Exercise description
From the line containing "Each <instance> block" down to the line containing "box: [136, 5, 219, 90]" in the records below, reproduce every line exactly, ends included, and omit all others.

Saved entries
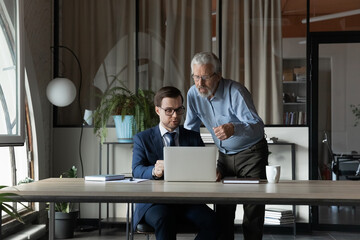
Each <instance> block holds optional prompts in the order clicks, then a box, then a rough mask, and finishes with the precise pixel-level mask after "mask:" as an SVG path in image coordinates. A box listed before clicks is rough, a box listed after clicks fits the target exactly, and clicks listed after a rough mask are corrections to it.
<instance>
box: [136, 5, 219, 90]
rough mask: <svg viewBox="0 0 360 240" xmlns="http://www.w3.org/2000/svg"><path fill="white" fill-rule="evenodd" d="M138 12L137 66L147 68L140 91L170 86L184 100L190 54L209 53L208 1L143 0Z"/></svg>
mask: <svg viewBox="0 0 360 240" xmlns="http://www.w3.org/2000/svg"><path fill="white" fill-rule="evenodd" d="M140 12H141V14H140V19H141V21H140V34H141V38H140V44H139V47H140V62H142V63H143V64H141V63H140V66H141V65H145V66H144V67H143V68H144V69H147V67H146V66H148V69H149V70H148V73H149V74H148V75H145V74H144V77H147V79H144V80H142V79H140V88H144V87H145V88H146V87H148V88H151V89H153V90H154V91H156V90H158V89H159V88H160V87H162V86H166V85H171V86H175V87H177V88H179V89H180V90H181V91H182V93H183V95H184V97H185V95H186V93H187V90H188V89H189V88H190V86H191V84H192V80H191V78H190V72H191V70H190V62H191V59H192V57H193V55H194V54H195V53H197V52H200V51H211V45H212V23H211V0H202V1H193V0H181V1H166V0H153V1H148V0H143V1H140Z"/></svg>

==

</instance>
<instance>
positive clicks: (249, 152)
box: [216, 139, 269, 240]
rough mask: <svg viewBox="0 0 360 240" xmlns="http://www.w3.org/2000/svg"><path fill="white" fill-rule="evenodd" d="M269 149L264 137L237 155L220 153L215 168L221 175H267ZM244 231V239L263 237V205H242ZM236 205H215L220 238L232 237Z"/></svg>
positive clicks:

Task answer
Each <instance> block holds optional prompts in the order clicks, then a box, then a rough mask, and finishes with the precise pixel-level mask after "mask:" as an SVG path in image coordinates. A box listed before clicks is rough, a box listed after clicks fits the target exactly, and clicks listed after a rough mask are corrections to it.
<instance>
box: [136, 5, 219, 90]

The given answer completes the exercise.